** Opening Selected passage block **

It's assumed that as we get older our health will gradually deteriorate. Our bodies age, wrinkles form, metabolism slows, and our immune system weakens. But how much of what we consider to simply be natural aging is actually due to preventable environmental factors?
A striking new study led by researchers from Columbia University Irving Medical Center has found a strong link between exposure to air pollution and a weakening of the lungs' ability to battle respiratory infections. The findings shed light on why older people are particularly vulnerable to respiratory diseases such as COVID-19 and influenza, and serve as a stark reminder of the importance of clean air.
The research began over a decade ago, as a study looking at immune cells in lymphoid tissue from deceased donors. Initial investigations turned up something unexpected: lung lymph node tissue from non-smokers looked very different to lymph nodes in other parts of the body.
“When we looked at people’s lymph nodes, we were struck by how many of the nodes in the lung appeared black in color, while those in the GI tract and other areas of the body were the typical beige color,” explained Donna Farber, lead researcher on the project.
The researchers started to gather more lung lymph tissue from a variety of donors and quickly detected a pattern. The younger the lymph node, the lighter in color it was. And when the researchers took a closer look at the blackened lymph tissue they found it was packed with air pollution particles.

** Closing Selected passage block **
** Opening Study material block **

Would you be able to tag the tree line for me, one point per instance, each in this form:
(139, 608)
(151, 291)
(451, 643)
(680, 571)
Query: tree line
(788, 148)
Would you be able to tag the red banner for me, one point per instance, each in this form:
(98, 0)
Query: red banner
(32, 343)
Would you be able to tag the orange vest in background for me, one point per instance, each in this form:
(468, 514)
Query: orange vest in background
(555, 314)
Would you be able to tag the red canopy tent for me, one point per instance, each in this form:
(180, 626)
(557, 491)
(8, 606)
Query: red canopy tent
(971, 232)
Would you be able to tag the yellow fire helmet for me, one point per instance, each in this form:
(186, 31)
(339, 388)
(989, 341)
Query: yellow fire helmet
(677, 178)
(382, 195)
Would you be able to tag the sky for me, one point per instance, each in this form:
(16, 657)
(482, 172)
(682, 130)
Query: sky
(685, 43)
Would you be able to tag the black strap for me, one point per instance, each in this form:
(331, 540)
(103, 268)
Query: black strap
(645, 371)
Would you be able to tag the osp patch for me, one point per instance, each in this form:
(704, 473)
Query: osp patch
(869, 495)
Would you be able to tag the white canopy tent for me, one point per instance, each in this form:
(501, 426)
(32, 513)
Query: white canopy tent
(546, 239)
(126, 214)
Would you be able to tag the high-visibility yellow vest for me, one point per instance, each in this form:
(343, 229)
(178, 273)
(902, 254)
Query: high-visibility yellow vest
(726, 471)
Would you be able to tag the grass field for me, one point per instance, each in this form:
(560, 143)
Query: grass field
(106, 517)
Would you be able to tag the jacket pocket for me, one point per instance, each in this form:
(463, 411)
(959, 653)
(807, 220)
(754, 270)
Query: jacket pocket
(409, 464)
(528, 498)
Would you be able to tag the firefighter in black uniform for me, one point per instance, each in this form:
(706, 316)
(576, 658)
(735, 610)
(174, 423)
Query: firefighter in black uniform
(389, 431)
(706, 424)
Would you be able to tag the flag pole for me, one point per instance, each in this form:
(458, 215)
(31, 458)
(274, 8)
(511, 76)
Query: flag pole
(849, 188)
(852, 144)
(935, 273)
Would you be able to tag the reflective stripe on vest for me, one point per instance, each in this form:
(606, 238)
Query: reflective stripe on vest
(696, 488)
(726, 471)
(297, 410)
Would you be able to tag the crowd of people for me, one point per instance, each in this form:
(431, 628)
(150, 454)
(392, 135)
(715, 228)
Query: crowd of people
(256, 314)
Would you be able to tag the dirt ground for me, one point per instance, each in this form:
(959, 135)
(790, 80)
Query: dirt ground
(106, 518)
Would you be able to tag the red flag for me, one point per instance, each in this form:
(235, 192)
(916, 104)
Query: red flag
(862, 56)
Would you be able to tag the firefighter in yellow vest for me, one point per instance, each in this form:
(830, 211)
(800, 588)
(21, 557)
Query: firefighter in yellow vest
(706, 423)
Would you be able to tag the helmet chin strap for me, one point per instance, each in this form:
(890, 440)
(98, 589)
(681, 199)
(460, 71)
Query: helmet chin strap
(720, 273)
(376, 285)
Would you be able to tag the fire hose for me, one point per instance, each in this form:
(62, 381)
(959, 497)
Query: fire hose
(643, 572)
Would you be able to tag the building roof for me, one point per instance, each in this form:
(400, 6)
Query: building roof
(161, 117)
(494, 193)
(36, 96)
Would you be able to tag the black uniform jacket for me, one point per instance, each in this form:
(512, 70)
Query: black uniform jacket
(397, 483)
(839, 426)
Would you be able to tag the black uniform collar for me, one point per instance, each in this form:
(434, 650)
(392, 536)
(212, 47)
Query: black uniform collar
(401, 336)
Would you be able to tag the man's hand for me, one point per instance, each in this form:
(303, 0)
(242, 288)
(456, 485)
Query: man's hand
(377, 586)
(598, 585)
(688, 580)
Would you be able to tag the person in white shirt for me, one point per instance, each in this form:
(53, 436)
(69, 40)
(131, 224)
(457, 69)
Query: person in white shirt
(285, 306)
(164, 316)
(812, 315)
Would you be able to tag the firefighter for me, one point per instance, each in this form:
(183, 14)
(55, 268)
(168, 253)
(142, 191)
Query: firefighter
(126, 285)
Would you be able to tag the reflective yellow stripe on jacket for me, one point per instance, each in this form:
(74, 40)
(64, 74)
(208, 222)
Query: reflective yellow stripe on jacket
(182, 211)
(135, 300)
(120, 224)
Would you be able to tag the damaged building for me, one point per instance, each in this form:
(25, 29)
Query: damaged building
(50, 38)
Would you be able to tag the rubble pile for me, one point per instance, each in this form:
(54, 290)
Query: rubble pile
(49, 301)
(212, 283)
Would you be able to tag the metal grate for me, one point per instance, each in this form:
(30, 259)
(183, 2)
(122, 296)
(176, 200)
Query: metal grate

** Closing Study material block **

> _Exercises to complete_
1 > Do these statements agree with the air pollution text? Answer yes or no for each, and quote the words that decide it.
(a) Researchers from Columbia University Irving Medical Center led the study.
(b) Lung lymph nodes from non-smokers looked the same as lymph nodes in other parts of the body.
(c) Younger lymph nodes were darker in color.
2 > Update part of the air pollution text, changing "wrinkles" to "gray hairs". Begin at the words "It's assumed that" and stop after "preventable environmental factors?".
3 > Answer these questions using the air pollution text.
(a) How long ago did the research begin?
(b) Who is the lead researcher on the project?
(c) What was the blackened lymph tissue packed with?

> _Task-by-task results_
1 >
(a) Yes: "led by researchers from Columbia University Irving Medical Center"
(b) No: "lung lymph node tissue from non-smokers looked very different to lymph nodes in other parts of the body"
(c) No: "The younger the lymph node, the lighter in color it was."

2 >
It's assumed that as we get older our health will gradually deteriorate. Our bodies age, gray hairs form, metabolism slows, and our immune system weakens. But how much of what we consider to simply be natural aging is actually due to preventable environmental factors?

3 >
(a) Over a decade ago.
(b) Donna Farber.
(c) Air pollution particles.